Provided data ::
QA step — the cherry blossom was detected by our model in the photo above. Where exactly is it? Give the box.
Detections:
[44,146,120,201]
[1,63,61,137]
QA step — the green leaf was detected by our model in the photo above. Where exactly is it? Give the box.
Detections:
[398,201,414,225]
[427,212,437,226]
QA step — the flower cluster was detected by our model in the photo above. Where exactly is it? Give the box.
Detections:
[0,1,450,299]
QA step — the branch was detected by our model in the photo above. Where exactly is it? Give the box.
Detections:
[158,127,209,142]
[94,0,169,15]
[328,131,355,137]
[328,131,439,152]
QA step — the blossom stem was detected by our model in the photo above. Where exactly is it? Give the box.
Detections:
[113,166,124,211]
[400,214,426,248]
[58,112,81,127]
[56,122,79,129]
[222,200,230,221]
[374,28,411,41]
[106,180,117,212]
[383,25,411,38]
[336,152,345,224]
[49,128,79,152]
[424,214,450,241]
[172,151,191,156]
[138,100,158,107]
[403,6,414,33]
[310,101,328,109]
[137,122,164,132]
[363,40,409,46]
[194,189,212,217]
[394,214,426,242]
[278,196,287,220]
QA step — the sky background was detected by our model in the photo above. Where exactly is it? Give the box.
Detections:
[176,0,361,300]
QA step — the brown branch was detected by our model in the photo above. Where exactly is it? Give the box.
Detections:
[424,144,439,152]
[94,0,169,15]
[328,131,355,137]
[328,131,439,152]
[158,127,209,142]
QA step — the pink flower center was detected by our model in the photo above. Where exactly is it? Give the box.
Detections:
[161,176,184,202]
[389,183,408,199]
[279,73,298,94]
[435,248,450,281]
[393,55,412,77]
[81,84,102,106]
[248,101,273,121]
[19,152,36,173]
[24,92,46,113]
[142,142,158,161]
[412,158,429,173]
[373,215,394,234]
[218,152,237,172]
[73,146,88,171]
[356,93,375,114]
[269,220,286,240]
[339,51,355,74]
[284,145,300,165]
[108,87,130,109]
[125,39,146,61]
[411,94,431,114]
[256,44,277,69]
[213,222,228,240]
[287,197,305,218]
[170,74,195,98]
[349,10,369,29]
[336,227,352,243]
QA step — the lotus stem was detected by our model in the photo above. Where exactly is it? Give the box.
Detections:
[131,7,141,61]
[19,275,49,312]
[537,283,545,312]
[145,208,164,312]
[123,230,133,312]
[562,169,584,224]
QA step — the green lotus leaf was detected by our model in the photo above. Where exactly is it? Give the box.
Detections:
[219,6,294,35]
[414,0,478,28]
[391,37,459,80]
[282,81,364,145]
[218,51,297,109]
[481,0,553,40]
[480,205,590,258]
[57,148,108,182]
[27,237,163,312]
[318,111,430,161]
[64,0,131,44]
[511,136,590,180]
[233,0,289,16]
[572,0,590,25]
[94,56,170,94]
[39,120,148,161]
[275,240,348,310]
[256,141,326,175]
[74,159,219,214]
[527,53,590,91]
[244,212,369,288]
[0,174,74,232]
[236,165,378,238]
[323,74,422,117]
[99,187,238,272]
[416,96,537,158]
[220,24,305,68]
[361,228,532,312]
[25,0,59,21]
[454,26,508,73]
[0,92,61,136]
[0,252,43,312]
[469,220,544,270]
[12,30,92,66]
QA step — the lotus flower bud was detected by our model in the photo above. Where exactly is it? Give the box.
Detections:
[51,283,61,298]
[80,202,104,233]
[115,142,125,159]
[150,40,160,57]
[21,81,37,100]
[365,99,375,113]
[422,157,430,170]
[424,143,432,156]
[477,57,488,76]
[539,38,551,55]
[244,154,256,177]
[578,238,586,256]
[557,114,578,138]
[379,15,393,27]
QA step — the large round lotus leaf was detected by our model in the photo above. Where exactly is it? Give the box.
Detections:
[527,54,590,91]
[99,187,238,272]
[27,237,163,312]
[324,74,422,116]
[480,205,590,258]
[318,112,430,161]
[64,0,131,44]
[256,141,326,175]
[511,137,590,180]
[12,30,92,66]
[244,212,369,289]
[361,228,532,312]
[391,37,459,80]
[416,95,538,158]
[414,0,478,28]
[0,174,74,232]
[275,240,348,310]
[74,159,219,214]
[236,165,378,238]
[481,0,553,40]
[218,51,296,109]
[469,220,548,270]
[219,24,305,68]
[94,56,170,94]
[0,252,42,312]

Task goal :: Could you put the lines above that start at the one containing "QA step — the green lotus" and end at the one containing "[379,15,393,27]" into a JSON list of strings, with one string per line and blank lines omitted?

Problem solution ::
[
  "QA step — the green lotus leaf was detected by our model in the photo above. Where exactly is it? Give the box.",
  "Detections:",
  "[219,6,294,35]",
  "[414,0,478,28]",
  "[391,37,459,80]",
  "[282,81,364,145]",
  "[218,51,297,109]",
  "[481,0,553,40]",
  "[480,205,590,258]",
  "[57,148,108,182]",
  "[27,237,163,312]",
  "[318,111,430,161]",
  "[64,0,131,44]",
  "[511,136,590,180]",
  "[233,0,289,16]",
  "[572,0,590,25]",
  "[94,56,170,94]",
  "[39,120,148,161]",
  "[275,240,348,310]",
  "[256,141,326,175]",
  "[74,159,219,214]",
  "[527,53,590,91]",
  "[244,212,369,288]",
  "[0,174,74,232]",
  "[236,165,378,238]",
  "[323,74,422,117]",
  "[99,187,238,272]",
  "[416,96,537,158]",
  "[220,24,305,68]",
  "[361,228,532,312]",
  "[25,0,59,21]",
  "[454,26,508,73]",
  "[0,92,61,136]",
  "[0,252,43,312]",
  "[469,220,544,270]",
  "[12,30,92,66]",
  "QA step — the lotus flower bud was detected by our model in the photo above. Where exactly is it? Give the box.",
  "Detections:",
  "[51,283,61,298]",
  "[80,202,104,233]",
  "[115,142,125,159]",
  "[150,40,160,57]",
  "[21,81,37,100]",
  "[365,99,375,113]",
  "[422,157,430,170]",
  "[424,143,432,156]",
  "[477,57,488,76]",
  "[539,38,551,55]",
  "[244,154,256,177]",
  "[578,238,586,256]",
  "[557,114,578,138]",
  "[379,15,393,27]"
]